= What you are asked to do =
In the data below, rename "distant headland" to "far headland" across the stretch from the line containing "rocky island—locate it." through the line containing "[297,174,374,325]", and reproduce those lines with nothing else altered. Omit the pictures from your output.

[Entries taken from a collection]
======
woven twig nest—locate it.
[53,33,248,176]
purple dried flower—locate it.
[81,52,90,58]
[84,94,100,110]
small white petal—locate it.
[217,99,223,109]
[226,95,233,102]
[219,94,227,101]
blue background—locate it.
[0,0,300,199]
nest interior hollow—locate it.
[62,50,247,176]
======
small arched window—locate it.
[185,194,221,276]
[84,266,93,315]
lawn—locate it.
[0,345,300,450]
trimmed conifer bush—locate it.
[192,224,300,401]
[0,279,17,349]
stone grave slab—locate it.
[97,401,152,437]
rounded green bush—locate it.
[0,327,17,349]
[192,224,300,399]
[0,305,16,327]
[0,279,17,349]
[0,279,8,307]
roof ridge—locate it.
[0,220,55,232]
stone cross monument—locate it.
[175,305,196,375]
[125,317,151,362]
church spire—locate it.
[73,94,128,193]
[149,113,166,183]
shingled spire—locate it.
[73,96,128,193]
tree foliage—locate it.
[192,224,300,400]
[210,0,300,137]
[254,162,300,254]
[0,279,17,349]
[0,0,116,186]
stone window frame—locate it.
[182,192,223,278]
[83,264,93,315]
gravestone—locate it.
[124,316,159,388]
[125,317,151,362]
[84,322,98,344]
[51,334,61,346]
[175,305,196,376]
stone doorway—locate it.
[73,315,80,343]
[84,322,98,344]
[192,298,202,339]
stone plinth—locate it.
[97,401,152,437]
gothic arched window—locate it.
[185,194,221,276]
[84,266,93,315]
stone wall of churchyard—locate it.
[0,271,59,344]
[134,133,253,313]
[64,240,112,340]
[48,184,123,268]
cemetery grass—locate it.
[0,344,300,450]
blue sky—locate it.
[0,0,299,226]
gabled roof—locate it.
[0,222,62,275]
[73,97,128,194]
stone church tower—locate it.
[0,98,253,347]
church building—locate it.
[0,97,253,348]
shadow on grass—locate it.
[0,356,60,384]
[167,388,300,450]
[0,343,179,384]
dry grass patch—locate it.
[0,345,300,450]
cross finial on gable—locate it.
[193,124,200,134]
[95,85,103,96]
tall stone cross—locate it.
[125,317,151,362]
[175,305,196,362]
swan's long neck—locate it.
======
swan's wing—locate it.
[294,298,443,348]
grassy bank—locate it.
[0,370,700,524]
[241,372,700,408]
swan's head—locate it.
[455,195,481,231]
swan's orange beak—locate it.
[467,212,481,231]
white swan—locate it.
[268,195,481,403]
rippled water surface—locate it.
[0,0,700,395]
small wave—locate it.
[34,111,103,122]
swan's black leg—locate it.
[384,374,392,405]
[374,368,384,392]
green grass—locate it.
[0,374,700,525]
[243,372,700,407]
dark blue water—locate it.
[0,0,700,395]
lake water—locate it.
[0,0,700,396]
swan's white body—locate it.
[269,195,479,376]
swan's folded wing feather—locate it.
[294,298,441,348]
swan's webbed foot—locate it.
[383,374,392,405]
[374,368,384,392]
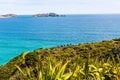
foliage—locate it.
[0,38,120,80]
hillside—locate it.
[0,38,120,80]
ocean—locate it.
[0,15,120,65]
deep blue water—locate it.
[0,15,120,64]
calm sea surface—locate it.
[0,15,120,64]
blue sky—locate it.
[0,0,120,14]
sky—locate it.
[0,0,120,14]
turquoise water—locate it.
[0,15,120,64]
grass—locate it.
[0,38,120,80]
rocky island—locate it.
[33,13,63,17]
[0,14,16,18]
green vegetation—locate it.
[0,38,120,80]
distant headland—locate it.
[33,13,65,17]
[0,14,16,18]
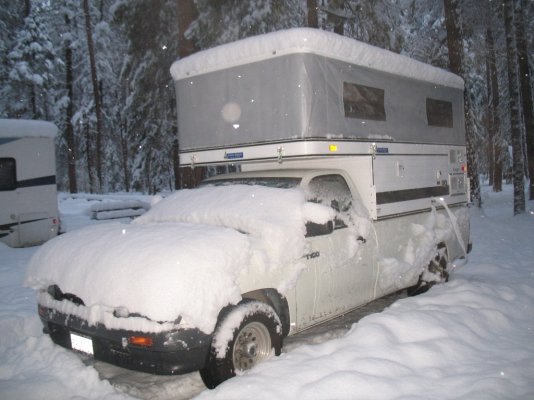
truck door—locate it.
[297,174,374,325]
======
= Written response =
rocky island—locate it.
[33,13,63,17]
[0,14,16,18]
green vegetation—locate it.
[0,38,120,80]
far headland—locate it.
[33,13,65,17]
[0,14,16,18]
truck door—locate it.
[297,174,374,325]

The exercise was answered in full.